→ Arbeitsauftrag A:
Übersetzen Sie aus dem Bericht über Arnulf Ratings Auftritt den Satz „Arnulf Rating spricht sehr schnell, denn er hat viel zu sagen.“ ins Englische.
→ Arbeitsauftrag B:
Knüpfen Sie an den letzten Satz des Berichts über Arnulf Ratings Auftritt an und schreiben Sie den Bericht weiter.

→ Textauszug:
⁂

Arnulf Rating und Schwester Hedwig

Arnulf Rating und Schwester Hedwig beim Seesener Kulturforum! Das Seesener Kulturforum hatte in die „Praxis Spreebogen“ eingeladen und das große Wartezimmer der Aula war einigermaßen besetzt. Der Kabarettist Arnulf Rating präsentierte sein frisches Programm „Schwester Hedwigs allerschwerste Fälle“.

Arnulf Rating spricht sehr schnell, denn er hat viel zu sagen. Natürlich greift er sofort die aktuelle hohe Politik, sprich: Politikerin an, Angela Merkel, die als „ehemalige FDJ-Propagandasekretärin“ schließlich „die Heilige vom Damm“ geworden sei. Überhaupt werde die Politik zur Zeit von den Frauen bestimmt. Da sind noch von der Leyen, Ulla Schmidt und Eva Hermann. Die Manns-Politiker stehen in der zweiten Reihe. Da sind Stoibers übersehenes Haltbarkeitsdatum, das bayrische „Gammelfleisch im Trachtenanzug“ und die Pauli, nach der man in Hamburg einen Stadtteil benennt, Amoklauf als Schulsport …

Trotz aller Kritik und Polemik: „In Seesen ist doch alles in Ordnung“, so behauptet der Kabarettist. Die Figuren, deren Rollen er dann spielt, sehen es aber anders. Das sind alles chronisch kranke Patienten der „Praxis Spreebogen“ des Dr. Mabuse, in der Schwester Hedwig das Dragoner-Regiment führt. Hedwig mit den Pippi-Langstrumpf-Zöpfen und der Rotkreuz-Haube erinnert an Comedy, bleibt aber auf der „argumentierenden“ Kabarett-Schiene.

⁂

→ Bereitgestellte Datensätze:
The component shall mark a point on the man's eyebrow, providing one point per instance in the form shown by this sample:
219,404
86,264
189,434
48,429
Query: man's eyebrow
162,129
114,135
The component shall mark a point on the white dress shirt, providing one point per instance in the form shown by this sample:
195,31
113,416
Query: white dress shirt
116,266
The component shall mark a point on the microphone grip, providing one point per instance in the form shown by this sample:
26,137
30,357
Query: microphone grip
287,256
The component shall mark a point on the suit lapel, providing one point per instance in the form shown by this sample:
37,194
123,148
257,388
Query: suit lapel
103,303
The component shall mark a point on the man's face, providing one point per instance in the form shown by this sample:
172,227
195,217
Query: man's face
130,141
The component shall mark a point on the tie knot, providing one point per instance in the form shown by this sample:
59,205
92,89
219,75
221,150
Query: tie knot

⁂

→ Antwort A:
Arnulf Rating speaks very fast, because he has a lot to say.

→ Antwort B:
Der erste Patient mit der Sonnenbrille ist notorischer Nörgler mit Durchblick. Zum Schluss des Abends entpuppt er sich als der Stasi-Führungsoffizier der Bundeskanzlerin. - Ein Bundeswehr-Offizier mit rotem Barett und in Tarnjacke gibt sich nicht als Patient, sondern bietet rechtslastige Lösungen zur „Ausländerproblematik“ an: „Wenn wir Ausländer jagen, machen wir das im Ausland!“ Statt der Baseball-Keule stellt er Hightec-Lösungs-Möglichkeiten in Aussicht. - Auch der Grünen-Politiker Reiner Hohn (!) ist erschreckend angepasst: „Die Bundeswehr schießt seit Jahren bleifrei!“ Er predigt „gesunde Kompromisse“: „Das Schwein, das Angst vor dem Metzger hat, wird nie ein Schnitzel!“. - Der Sportler-Patient mit den Boxhandschuhen hat schlagende Argumente: „Wir sauberen Sportkameraden wollen auch mal gewinnen!“ und plädiert für „saubere Sieger aus artgerechter Sporthaltung“.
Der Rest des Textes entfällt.